++++ Supplied records

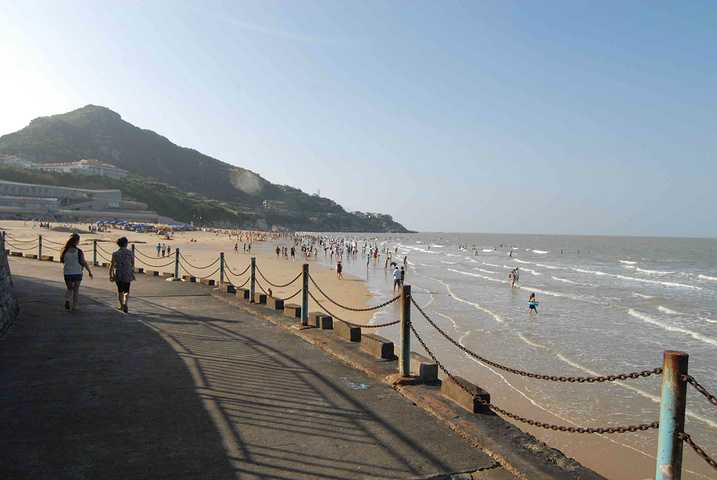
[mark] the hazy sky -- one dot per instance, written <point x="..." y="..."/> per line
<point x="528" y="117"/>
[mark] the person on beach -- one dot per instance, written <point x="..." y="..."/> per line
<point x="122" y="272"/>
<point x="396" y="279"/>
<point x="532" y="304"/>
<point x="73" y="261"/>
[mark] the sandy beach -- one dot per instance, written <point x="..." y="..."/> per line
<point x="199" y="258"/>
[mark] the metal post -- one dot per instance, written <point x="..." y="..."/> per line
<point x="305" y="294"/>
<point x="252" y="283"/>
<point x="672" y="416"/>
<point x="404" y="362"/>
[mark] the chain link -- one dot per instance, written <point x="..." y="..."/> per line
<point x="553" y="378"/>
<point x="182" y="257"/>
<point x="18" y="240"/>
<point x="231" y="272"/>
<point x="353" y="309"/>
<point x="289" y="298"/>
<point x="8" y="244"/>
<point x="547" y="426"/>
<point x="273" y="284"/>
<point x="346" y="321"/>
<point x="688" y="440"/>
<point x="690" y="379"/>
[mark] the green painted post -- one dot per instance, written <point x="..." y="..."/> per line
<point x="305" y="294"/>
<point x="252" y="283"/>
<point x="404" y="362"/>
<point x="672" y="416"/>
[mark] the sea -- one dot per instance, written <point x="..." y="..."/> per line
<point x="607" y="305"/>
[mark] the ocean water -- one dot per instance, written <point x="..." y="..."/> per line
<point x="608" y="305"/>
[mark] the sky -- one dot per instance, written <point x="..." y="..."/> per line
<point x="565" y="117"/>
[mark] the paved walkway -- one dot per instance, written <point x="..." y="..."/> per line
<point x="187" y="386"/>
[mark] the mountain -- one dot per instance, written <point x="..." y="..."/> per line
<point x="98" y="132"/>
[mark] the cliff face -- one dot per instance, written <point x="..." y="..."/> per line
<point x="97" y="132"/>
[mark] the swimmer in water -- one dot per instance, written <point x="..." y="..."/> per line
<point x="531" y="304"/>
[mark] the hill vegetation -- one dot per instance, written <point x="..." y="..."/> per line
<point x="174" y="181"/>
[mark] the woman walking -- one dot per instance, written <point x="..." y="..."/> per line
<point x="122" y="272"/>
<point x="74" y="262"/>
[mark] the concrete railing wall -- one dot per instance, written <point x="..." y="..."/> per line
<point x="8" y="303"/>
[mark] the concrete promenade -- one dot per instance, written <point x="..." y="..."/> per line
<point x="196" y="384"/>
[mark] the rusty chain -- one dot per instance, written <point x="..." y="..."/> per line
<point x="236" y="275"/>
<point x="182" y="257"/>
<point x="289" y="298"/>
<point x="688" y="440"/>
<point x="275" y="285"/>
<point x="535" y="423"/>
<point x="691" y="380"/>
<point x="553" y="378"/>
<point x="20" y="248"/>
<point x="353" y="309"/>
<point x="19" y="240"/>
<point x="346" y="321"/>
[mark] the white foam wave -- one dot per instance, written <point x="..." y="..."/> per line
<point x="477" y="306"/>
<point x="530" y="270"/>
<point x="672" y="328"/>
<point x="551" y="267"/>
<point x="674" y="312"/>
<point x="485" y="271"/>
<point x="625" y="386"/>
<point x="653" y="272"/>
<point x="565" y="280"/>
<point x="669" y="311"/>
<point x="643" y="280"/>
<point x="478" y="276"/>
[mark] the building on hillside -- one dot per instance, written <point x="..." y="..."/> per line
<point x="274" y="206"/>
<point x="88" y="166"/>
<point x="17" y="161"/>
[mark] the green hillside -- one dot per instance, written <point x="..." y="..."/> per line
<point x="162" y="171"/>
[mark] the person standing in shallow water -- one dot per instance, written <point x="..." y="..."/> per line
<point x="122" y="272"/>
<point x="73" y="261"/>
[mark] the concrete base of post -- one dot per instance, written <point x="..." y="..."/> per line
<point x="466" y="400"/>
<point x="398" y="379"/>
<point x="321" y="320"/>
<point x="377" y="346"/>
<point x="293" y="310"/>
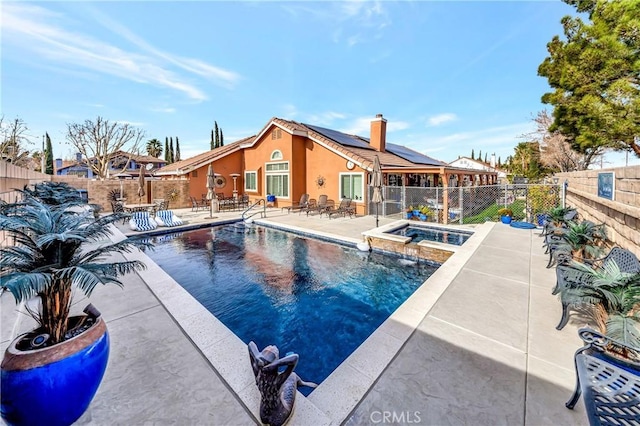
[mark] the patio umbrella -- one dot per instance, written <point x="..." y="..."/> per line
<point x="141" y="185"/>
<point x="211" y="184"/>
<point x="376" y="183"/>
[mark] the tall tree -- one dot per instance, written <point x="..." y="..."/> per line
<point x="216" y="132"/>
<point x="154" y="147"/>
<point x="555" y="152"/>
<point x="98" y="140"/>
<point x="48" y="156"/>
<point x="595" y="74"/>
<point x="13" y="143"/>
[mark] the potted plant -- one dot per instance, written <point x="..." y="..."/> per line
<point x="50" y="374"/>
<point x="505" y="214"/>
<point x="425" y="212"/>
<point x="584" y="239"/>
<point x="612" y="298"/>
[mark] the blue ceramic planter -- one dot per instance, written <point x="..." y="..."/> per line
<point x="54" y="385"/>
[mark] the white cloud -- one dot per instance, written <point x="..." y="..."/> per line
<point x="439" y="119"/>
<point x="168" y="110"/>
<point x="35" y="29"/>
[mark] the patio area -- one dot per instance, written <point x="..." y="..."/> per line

++++++++

[Exercise requirements] Take the lines from the one containing "[mark] the patio umbrella" to the last line of the material above and write them out exactly.

[Answer to the problem]
[mark] the patio umbrella -- one dot per instance, written <point x="..." y="..."/> per line
<point x="141" y="185"/>
<point x="211" y="184"/>
<point x="376" y="183"/>
[mark] the tall tree -- one dot per instance, written <point x="..." y="..."/> per line
<point x="216" y="132"/>
<point x="154" y="147"/>
<point x="555" y="152"/>
<point x="98" y="140"/>
<point x="48" y="156"/>
<point x="595" y="74"/>
<point x="13" y="143"/>
[mark] the potted plant -- one dot per instance, written <point x="..." y="..."/> per line
<point x="50" y="374"/>
<point x="505" y="214"/>
<point x="425" y="212"/>
<point x="584" y="239"/>
<point x="612" y="298"/>
[mark] the blue ceramic planter -- one dot per instance, written <point x="..." y="..."/> per line
<point x="54" y="385"/>
[mark] the white cloud -- one dot per instance, written <point x="..." y="..."/> per line
<point x="439" y="119"/>
<point x="168" y="110"/>
<point x="35" y="29"/>
[mark] the patio area -- one dot per instance, written <point x="..." y="..."/> per line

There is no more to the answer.